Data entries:
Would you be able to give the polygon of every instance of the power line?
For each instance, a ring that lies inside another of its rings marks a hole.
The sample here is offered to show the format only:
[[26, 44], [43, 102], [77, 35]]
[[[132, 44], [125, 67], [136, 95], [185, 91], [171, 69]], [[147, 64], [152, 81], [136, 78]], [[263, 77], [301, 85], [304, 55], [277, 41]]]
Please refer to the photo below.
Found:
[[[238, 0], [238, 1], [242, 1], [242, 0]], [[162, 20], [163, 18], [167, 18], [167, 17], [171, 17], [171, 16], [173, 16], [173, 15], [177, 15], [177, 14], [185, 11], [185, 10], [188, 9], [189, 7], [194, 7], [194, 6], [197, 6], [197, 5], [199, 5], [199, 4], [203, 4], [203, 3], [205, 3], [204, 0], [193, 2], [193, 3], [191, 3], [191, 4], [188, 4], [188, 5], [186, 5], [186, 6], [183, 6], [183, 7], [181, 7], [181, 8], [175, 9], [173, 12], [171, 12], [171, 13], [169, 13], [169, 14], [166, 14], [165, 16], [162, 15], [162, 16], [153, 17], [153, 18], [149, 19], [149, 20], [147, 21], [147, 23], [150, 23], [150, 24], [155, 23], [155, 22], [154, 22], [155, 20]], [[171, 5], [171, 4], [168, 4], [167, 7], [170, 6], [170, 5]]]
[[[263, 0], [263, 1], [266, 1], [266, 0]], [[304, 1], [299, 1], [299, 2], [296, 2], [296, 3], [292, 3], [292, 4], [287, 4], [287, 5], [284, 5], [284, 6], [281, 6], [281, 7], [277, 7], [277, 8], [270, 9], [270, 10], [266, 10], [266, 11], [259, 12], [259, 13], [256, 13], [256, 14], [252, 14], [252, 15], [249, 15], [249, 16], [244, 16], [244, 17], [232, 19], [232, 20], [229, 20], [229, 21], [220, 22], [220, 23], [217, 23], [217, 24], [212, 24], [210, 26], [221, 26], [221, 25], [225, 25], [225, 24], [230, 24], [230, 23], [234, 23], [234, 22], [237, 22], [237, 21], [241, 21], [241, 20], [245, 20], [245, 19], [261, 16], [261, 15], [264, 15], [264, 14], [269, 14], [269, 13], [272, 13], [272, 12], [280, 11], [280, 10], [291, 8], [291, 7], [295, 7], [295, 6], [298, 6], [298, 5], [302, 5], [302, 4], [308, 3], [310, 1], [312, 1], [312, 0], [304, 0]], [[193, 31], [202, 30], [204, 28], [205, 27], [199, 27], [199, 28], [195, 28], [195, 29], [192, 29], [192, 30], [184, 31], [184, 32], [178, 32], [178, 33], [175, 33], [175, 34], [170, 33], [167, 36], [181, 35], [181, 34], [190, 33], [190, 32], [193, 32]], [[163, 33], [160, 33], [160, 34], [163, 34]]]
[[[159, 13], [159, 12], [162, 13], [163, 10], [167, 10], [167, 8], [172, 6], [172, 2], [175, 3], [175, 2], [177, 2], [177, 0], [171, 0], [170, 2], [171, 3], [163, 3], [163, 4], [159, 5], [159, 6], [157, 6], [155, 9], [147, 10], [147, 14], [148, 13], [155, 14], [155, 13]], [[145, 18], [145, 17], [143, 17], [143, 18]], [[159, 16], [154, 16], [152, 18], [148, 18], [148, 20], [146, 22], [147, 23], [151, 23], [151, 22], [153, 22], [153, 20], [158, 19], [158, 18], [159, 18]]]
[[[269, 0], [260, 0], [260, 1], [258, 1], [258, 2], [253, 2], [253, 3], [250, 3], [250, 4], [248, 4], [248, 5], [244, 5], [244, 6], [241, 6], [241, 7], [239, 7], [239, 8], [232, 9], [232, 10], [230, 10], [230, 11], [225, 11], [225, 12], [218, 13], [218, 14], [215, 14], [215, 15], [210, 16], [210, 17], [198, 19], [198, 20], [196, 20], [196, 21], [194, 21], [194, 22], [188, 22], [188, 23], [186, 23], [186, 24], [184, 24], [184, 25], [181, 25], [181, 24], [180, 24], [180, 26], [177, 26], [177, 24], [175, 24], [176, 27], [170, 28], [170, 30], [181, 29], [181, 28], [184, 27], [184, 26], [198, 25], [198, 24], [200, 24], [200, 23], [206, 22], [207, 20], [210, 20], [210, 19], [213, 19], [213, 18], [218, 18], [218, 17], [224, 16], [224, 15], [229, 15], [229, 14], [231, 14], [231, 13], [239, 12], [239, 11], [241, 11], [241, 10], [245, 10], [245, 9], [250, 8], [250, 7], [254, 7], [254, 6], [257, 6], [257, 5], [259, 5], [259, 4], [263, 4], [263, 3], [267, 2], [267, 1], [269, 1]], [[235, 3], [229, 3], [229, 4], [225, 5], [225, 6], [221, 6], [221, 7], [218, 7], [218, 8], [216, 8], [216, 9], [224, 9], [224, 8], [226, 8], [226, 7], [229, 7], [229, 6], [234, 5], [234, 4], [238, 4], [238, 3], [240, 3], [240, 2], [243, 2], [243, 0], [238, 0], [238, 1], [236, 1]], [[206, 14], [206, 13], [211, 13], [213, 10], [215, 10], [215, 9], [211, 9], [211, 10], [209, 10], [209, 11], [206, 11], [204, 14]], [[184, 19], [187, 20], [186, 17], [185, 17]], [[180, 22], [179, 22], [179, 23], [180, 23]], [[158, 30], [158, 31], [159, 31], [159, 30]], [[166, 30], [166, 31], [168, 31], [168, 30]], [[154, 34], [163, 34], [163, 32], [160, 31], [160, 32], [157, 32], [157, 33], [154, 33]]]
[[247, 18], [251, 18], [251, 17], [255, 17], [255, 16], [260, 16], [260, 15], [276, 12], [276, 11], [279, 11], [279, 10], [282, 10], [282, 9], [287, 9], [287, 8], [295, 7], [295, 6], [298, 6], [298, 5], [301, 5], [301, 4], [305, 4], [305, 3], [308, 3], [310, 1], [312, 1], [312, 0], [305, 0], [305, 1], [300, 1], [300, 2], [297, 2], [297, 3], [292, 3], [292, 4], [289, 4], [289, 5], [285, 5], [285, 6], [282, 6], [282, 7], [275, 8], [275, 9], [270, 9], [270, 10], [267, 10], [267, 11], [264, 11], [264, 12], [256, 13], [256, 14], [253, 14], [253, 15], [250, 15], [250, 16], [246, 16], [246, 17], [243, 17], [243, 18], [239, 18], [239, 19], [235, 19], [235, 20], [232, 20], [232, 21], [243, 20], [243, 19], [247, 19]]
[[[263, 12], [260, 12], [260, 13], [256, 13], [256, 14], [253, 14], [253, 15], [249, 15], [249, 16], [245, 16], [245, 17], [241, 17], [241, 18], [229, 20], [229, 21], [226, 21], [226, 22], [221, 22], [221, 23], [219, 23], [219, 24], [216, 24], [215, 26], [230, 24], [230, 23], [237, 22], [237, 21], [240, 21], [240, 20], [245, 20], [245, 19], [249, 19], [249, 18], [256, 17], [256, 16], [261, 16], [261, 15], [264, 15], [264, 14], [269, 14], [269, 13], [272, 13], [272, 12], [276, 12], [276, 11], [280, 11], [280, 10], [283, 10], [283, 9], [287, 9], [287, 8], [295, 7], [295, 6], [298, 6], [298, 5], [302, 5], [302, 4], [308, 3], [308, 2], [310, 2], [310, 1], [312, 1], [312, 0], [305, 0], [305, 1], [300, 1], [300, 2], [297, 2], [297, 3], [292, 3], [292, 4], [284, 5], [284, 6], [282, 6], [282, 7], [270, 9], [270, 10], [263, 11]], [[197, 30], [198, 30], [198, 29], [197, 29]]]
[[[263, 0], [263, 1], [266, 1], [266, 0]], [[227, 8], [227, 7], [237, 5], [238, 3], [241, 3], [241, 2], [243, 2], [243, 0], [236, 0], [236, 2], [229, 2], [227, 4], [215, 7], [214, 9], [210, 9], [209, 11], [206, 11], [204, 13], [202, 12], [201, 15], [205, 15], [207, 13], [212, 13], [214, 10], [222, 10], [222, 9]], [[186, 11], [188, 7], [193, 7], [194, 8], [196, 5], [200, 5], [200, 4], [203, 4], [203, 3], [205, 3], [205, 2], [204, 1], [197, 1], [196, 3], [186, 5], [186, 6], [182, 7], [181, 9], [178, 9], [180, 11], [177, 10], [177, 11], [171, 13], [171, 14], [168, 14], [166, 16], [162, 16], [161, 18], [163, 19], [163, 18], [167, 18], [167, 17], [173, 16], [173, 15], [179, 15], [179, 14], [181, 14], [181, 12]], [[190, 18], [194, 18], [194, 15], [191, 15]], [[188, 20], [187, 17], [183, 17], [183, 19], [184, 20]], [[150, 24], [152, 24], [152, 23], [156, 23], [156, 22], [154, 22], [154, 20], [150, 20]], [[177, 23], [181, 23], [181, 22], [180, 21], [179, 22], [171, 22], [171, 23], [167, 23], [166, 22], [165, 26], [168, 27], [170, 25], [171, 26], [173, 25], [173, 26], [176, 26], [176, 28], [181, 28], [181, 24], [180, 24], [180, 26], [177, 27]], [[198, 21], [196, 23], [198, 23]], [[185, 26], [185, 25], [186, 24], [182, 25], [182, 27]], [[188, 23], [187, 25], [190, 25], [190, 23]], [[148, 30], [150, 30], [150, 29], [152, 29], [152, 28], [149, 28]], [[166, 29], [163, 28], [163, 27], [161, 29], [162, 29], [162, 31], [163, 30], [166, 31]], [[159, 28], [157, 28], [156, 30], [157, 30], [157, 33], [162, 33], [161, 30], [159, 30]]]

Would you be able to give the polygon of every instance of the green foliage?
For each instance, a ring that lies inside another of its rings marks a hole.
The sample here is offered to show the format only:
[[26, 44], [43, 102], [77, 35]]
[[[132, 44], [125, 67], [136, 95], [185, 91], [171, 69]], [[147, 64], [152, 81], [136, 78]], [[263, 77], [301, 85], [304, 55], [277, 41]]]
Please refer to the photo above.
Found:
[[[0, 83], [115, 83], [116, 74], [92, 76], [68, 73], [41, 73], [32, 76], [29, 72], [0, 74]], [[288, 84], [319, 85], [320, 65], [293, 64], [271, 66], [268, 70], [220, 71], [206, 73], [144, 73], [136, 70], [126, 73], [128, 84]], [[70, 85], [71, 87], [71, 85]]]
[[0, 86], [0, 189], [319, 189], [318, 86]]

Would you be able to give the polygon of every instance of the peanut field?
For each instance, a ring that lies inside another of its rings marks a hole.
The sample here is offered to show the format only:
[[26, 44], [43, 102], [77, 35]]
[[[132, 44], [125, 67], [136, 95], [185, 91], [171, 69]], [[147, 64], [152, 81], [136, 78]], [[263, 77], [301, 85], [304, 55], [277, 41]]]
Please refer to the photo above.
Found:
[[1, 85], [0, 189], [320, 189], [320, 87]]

• **HOW TO COMPLETE THIS TASK**:
From the first line of the records above to the line that contains "Please refer to the photo below.", quote each line exactly.

• **RESULT OF THE EXERCISE**:
Would you be able to give the polygon of every instance of the power line?
For each instance, a ring that lies inside another of its rings marks a hole.
The sample here is offered to show the format only:
[[26, 44], [43, 102], [77, 35]]
[[[132, 44], [125, 67], [136, 95], [185, 91], [171, 69]], [[147, 64], [152, 81], [136, 78]], [[263, 77], [301, 85], [304, 55], [277, 41]]]
Please refer to the photo below.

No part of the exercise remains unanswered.